Quote, word for word, the line containing "Note: pick out each instance of the orange" and all lines that follow it to the end of the records, with no pictures.

-- -- --

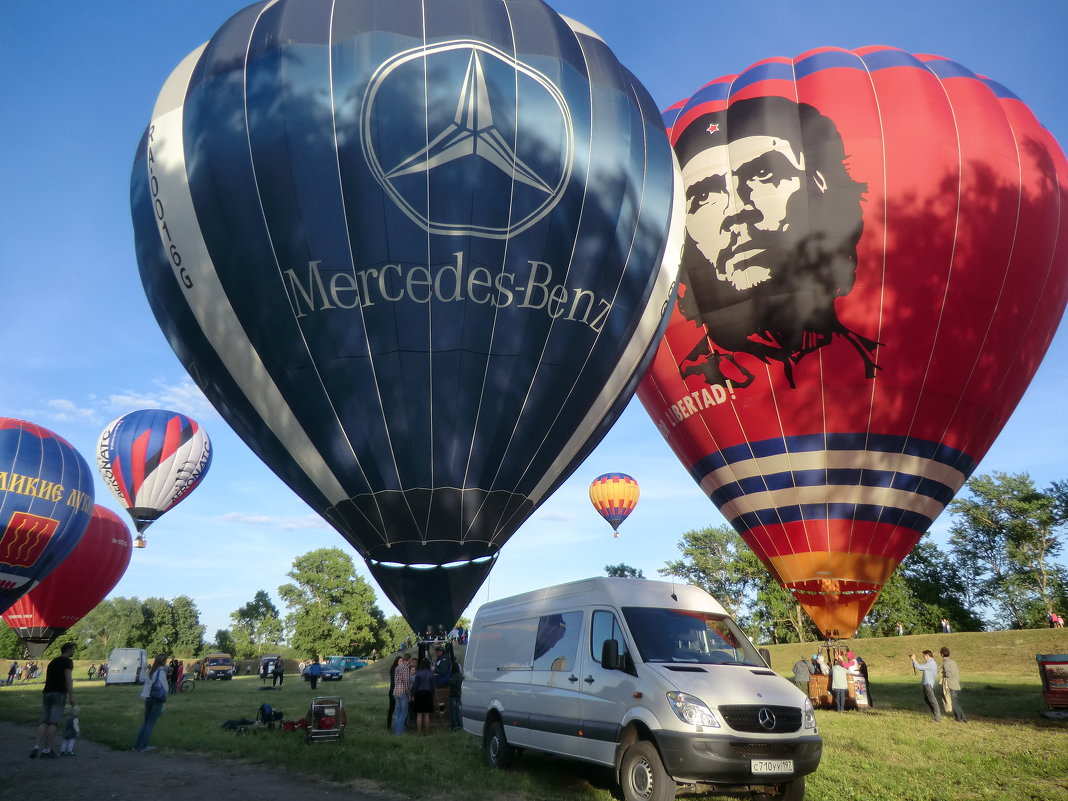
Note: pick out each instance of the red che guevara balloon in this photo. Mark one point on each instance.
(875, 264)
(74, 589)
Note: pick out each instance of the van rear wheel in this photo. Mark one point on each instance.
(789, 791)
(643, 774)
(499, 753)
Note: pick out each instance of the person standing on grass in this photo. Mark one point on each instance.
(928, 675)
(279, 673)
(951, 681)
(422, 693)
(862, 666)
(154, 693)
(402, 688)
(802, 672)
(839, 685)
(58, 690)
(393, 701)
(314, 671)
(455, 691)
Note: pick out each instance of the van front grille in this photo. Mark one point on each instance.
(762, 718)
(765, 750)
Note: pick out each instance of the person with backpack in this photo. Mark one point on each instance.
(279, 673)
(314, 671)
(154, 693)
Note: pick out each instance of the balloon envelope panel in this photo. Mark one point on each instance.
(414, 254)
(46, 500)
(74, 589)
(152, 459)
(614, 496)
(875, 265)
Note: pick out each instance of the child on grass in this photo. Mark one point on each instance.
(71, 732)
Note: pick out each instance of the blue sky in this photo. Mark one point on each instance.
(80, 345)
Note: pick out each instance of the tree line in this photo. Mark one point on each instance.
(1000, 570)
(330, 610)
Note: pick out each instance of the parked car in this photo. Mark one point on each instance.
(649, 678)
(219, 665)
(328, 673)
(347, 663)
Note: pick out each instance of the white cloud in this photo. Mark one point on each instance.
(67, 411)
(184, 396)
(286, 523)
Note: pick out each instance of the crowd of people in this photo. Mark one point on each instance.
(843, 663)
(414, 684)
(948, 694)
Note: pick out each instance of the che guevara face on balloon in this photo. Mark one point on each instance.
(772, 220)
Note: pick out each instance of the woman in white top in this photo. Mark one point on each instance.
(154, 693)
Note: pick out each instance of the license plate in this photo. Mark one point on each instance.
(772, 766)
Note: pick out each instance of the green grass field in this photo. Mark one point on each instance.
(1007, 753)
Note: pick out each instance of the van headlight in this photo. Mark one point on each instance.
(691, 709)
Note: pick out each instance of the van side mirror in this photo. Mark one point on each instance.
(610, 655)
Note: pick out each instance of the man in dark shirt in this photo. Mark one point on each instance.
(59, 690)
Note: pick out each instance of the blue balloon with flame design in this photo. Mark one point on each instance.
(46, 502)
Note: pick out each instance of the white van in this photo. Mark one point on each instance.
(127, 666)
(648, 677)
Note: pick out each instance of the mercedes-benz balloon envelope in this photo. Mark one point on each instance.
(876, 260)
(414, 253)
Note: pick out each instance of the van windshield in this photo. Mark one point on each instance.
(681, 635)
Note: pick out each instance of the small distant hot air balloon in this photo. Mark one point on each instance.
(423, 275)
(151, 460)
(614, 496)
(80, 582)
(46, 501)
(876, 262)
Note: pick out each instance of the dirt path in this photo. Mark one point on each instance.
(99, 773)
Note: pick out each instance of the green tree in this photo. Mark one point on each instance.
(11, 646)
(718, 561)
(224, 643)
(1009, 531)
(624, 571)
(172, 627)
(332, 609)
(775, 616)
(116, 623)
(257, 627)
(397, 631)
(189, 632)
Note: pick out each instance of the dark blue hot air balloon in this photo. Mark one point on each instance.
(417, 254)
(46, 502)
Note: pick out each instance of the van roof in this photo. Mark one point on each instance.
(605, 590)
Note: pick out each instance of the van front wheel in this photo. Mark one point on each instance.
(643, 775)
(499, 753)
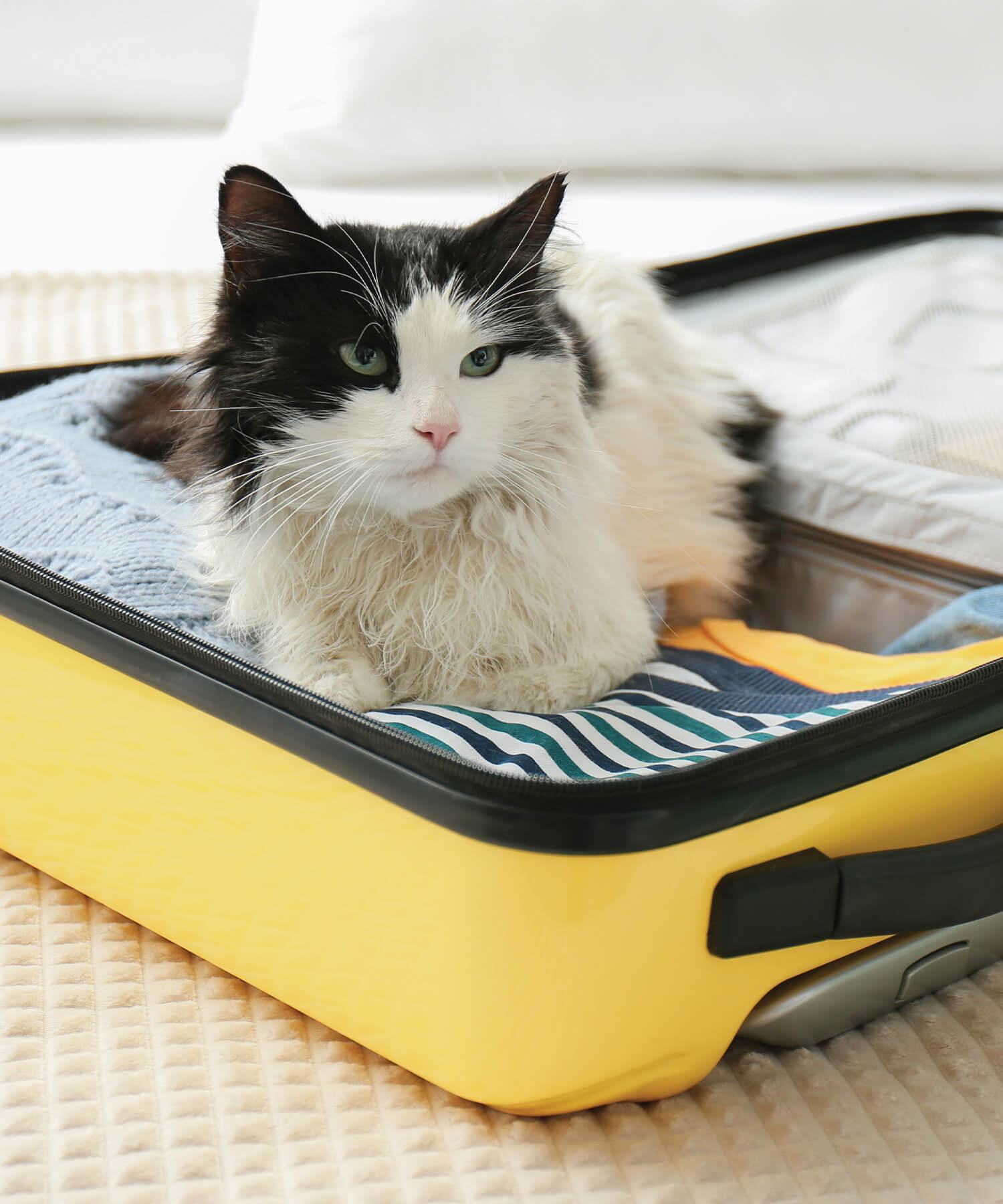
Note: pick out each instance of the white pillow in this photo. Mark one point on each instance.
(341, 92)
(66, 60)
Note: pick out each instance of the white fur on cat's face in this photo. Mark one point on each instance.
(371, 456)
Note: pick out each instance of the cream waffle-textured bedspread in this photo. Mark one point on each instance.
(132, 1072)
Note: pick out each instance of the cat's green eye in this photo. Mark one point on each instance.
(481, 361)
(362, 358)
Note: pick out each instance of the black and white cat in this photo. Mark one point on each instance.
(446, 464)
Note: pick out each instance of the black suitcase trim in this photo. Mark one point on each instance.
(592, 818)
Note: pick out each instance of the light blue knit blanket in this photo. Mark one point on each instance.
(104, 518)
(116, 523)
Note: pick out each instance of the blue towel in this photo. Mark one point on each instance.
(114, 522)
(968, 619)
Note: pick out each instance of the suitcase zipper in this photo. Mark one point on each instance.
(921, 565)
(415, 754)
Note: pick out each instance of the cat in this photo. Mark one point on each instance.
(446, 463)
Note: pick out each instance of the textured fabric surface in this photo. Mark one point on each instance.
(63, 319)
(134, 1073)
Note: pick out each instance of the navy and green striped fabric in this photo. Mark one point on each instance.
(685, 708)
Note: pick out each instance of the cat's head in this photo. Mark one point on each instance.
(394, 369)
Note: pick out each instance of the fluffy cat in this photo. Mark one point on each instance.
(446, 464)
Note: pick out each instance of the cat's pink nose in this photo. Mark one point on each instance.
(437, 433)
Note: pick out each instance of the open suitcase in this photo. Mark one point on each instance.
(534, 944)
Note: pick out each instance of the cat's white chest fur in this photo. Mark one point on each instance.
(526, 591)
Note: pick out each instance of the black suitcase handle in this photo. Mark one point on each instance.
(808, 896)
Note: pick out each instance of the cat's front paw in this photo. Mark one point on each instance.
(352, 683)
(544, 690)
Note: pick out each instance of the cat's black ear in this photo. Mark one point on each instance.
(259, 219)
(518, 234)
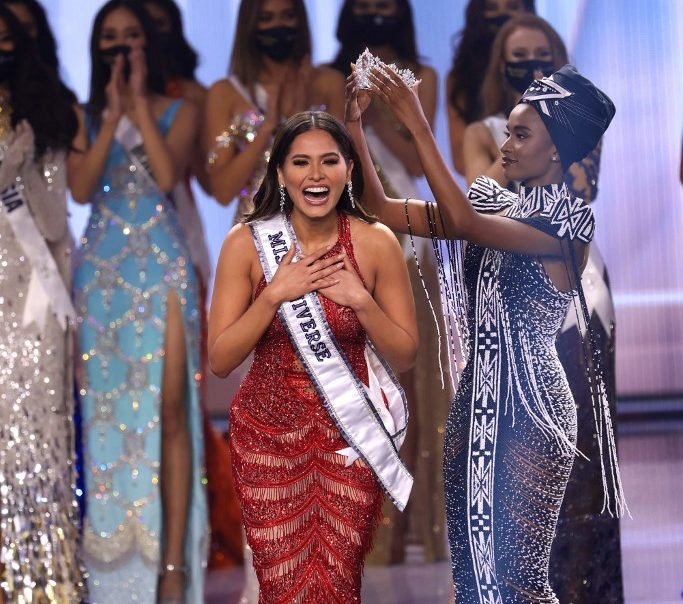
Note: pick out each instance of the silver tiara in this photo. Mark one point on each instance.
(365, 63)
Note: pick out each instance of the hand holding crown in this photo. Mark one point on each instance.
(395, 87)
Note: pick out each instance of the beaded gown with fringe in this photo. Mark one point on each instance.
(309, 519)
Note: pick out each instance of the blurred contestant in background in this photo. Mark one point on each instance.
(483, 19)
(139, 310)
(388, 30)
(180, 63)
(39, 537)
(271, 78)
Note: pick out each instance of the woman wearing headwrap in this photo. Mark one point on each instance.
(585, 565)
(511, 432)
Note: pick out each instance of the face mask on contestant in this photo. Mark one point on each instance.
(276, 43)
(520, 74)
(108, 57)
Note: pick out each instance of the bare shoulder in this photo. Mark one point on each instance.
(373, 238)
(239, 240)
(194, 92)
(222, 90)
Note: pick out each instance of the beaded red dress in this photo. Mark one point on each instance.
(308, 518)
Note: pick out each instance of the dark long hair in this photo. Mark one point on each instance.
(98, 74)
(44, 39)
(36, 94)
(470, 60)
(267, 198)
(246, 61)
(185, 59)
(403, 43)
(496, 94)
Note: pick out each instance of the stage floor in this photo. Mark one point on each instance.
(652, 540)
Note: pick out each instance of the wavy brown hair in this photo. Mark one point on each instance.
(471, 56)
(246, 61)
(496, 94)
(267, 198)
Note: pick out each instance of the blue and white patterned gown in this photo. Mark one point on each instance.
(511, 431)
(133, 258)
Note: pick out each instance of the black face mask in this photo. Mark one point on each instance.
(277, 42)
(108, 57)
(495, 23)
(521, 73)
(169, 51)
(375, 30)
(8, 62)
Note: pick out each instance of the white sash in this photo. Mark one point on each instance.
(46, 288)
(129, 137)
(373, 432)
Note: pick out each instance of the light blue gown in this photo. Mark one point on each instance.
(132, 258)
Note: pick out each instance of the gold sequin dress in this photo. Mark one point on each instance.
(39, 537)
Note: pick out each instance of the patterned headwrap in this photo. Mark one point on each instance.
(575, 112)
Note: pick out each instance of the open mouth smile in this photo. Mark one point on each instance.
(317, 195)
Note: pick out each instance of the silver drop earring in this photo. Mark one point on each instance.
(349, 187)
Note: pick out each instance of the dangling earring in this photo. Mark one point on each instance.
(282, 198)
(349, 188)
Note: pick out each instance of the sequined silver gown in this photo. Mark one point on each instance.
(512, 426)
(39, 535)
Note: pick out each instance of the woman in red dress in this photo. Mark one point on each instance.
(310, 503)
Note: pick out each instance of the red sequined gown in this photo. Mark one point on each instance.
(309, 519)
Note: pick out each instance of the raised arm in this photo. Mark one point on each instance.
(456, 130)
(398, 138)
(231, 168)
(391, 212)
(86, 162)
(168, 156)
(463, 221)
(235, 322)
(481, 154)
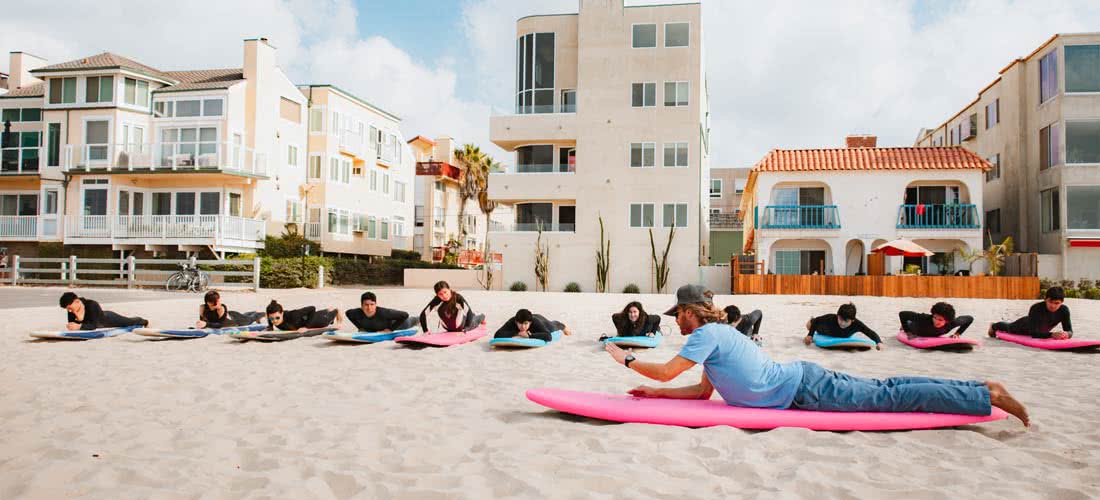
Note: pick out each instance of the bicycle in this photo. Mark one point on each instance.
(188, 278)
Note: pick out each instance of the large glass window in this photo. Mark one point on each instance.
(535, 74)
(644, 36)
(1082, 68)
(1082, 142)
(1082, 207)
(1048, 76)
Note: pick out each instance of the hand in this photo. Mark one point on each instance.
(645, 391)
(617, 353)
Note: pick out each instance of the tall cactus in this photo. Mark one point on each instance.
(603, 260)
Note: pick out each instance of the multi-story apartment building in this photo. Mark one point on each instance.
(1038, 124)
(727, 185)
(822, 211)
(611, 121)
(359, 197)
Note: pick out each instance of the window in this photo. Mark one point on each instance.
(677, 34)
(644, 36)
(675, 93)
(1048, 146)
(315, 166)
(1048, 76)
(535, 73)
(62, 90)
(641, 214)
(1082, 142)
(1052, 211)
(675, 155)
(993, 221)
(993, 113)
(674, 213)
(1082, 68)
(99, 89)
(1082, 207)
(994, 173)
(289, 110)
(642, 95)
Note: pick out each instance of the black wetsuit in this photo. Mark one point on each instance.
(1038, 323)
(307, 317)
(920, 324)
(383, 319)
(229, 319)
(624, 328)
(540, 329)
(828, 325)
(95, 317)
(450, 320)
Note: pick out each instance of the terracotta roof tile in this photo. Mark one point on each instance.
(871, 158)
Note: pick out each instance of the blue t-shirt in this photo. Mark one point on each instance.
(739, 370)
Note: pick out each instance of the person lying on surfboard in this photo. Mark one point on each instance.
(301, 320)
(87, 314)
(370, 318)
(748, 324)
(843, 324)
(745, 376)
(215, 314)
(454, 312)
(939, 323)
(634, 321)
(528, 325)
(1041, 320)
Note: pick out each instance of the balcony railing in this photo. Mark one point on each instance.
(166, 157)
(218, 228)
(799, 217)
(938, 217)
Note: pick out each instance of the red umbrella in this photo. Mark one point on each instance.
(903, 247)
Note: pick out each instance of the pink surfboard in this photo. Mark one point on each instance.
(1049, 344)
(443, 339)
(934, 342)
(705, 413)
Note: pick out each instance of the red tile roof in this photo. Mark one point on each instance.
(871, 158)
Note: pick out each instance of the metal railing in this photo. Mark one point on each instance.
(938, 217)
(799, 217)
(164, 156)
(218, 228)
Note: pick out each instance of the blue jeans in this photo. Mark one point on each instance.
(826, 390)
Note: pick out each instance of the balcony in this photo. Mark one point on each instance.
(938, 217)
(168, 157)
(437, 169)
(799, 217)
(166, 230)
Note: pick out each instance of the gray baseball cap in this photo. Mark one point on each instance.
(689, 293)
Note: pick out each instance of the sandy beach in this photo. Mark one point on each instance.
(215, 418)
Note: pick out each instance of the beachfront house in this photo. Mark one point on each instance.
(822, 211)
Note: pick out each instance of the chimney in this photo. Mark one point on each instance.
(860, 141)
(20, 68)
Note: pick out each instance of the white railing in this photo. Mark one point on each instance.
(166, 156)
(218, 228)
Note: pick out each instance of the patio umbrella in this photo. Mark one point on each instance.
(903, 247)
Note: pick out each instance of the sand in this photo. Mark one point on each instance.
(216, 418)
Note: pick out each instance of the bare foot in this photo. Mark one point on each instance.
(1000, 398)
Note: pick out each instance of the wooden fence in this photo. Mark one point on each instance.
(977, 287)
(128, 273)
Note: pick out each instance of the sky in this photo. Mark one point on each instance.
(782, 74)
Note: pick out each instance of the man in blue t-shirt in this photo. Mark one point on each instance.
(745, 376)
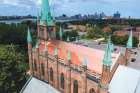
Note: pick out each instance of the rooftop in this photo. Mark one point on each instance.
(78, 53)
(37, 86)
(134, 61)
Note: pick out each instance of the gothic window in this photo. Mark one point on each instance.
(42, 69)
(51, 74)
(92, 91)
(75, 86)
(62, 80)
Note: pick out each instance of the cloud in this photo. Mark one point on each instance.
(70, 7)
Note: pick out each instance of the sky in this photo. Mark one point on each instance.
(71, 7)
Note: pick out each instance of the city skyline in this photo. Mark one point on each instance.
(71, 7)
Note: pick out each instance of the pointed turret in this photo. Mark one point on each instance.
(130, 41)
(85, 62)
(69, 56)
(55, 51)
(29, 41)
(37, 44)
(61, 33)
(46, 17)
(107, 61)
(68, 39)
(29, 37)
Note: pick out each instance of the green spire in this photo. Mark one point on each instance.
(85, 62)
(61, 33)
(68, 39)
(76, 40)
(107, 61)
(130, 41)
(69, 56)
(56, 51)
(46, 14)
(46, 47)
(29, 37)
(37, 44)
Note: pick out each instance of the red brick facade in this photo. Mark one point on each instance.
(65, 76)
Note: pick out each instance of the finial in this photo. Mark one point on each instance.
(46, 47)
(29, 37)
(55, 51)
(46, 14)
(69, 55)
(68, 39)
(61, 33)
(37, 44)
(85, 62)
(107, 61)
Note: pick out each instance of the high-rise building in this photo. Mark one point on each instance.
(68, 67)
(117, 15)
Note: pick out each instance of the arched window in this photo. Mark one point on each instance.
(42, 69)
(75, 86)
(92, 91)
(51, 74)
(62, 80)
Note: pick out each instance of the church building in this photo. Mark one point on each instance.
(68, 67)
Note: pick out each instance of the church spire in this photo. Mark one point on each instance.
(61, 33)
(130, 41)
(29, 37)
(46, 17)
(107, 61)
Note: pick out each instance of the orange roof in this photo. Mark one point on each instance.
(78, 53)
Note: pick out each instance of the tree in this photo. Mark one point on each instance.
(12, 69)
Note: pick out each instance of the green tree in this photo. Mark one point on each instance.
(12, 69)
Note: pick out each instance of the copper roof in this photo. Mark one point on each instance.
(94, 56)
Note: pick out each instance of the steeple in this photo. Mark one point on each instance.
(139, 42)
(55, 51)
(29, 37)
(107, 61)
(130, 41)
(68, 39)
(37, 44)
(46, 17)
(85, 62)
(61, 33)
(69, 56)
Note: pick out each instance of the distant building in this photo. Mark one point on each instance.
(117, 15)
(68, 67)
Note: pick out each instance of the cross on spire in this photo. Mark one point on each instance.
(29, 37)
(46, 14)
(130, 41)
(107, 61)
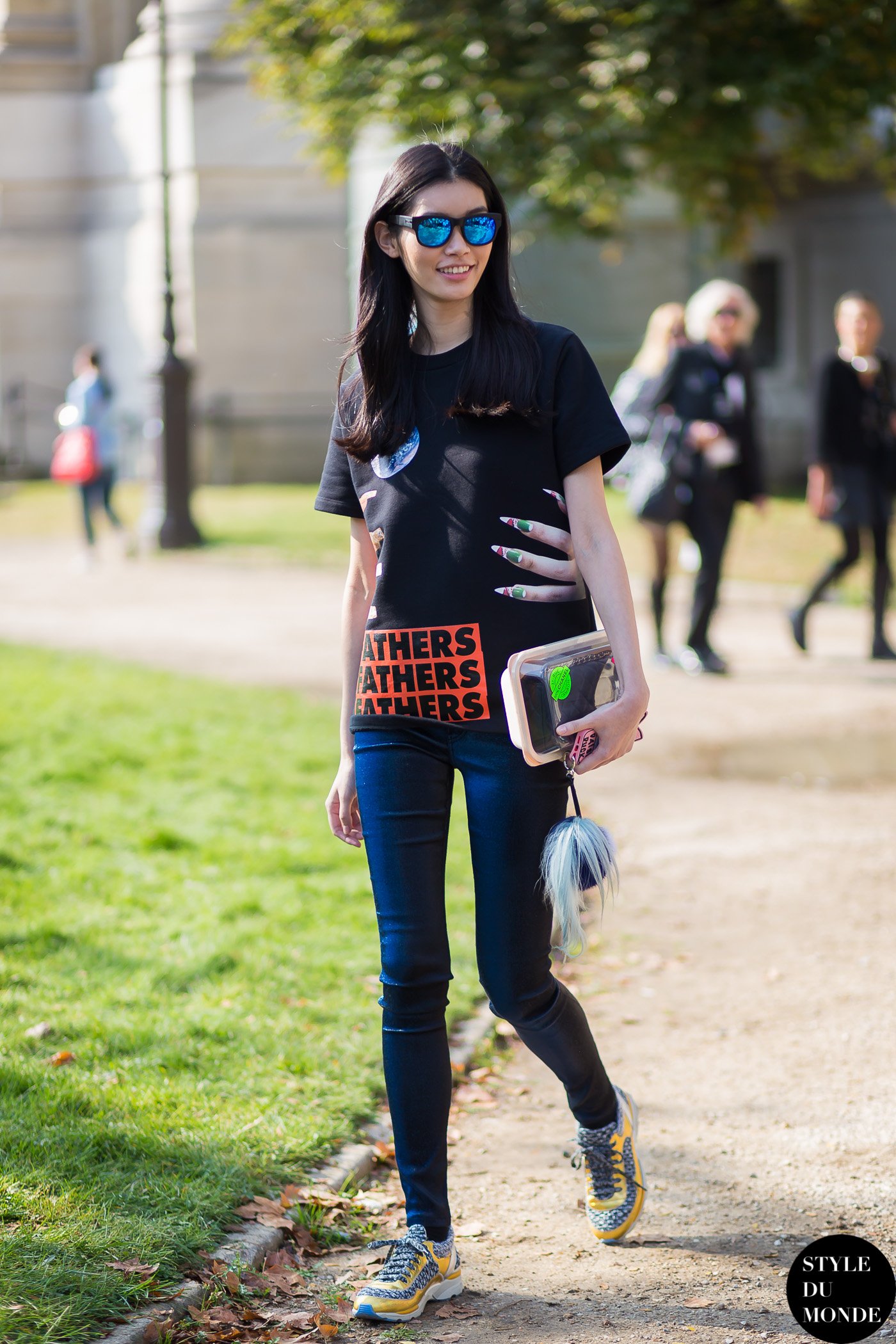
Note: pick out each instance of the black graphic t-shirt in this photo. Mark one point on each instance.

-- -- --

**Answer in full:**
Note: pick out each instance of the orange roof in this photo. Mark one point on each instance.
(78, 53)
Note: pick out each instance of the tree in this photo. Mark one point on each instance.
(12, 69)
Note: pick out each instance of the green tree in this photo. Mark one point on each instance.
(12, 69)
Note: pick out each instance of the copper roof in this photo. Mark one point on each instance.
(94, 56)
Note: pick out each instance of the steeple in this photo. Mark one point on each instance.
(139, 42)
(55, 51)
(29, 37)
(107, 61)
(130, 41)
(68, 39)
(37, 44)
(46, 17)
(85, 62)
(61, 33)
(69, 56)
Note: pick out each instance of the distant building in this photo. Mark one point on each instance.
(117, 15)
(68, 67)
Note: pick out each instance of the cross on spire in this photo. Mark one point on each instance.
(29, 37)
(46, 14)
(130, 41)
(107, 61)
Note: pick out each instance of the black graphic t-shirt in this photo. Mark one point on each instance.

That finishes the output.